EXERCISE: The answer should hold exactly the lines of the entries below from the one containing "Can you spot the metal mast" through the last line, both included.

RECORDS:
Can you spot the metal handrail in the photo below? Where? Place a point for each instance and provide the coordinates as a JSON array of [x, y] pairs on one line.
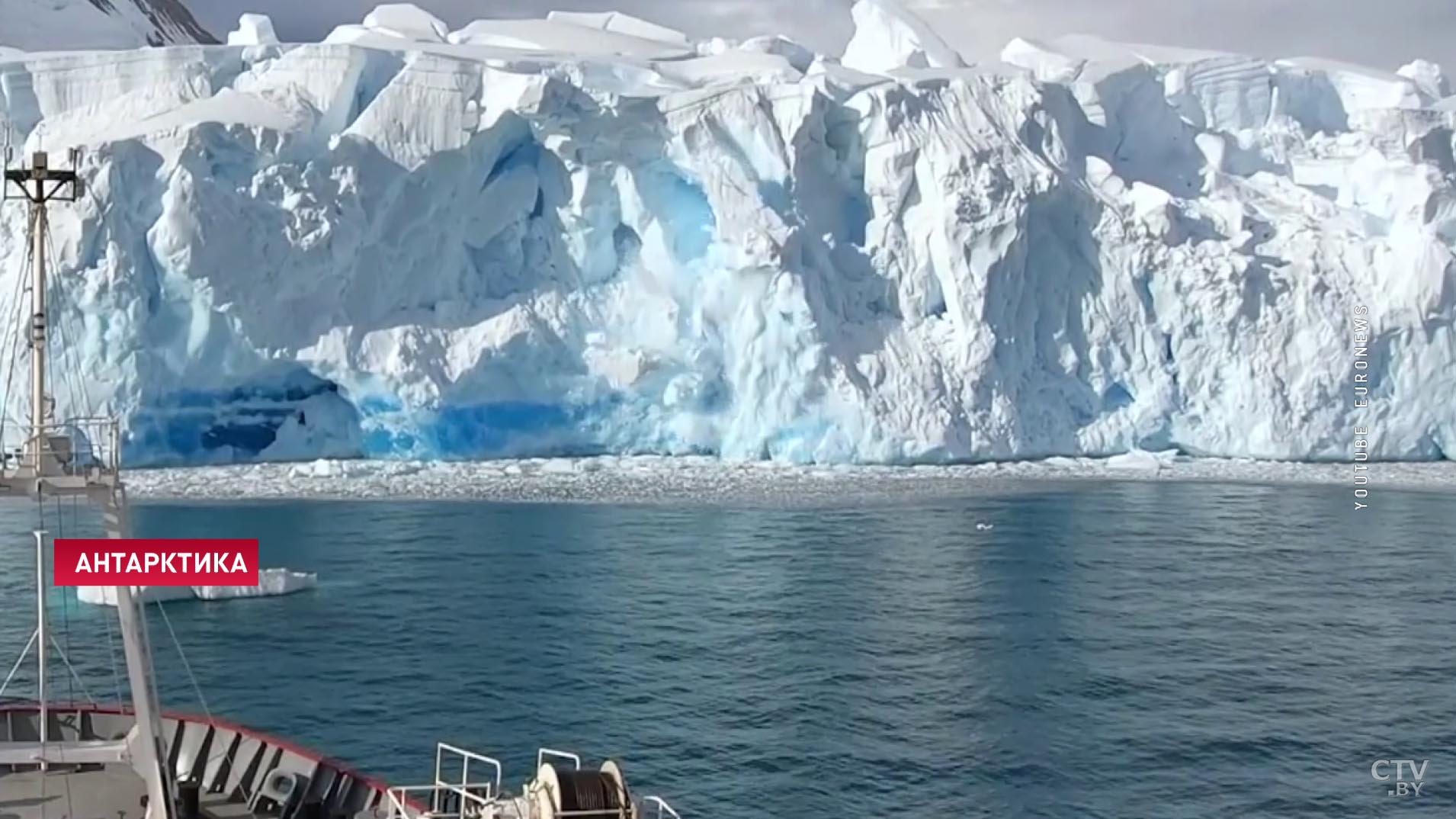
[[545, 753], [492, 787], [662, 806]]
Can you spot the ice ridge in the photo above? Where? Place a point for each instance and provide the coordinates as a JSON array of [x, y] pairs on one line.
[[593, 235]]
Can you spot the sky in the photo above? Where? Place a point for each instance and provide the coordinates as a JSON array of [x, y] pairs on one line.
[[1384, 34]]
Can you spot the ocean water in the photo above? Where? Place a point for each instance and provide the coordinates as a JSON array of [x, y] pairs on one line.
[[1116, 650]]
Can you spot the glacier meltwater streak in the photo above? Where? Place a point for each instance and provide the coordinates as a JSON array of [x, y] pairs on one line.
[[590, 235]]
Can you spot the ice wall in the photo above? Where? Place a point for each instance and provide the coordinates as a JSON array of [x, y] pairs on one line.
[[588, 235]]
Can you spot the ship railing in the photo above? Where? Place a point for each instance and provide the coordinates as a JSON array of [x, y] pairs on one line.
[[75, 446], [663, 808], [447, 798]]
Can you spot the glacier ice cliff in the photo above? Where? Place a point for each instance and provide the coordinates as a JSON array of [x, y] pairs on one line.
[[588, 233]]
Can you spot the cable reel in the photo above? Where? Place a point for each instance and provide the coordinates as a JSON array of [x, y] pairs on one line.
[[564, 793]]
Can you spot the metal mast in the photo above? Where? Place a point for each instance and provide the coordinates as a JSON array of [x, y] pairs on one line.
[[54, 471]]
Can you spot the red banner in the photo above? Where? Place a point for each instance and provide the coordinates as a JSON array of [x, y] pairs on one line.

SOLUTION TO THIS PROBLEM:
Can you spot the metal mast in the photo above? Where? Place a point for each instance and provide the coordinates as a JSON array of [x, y] pairs on one line.
[[54, 471]]
Can you spot the red banner in the photo above? Where? Place a point for each instance and provide the coordinates as a JSON array of [x, y] pairs on one line.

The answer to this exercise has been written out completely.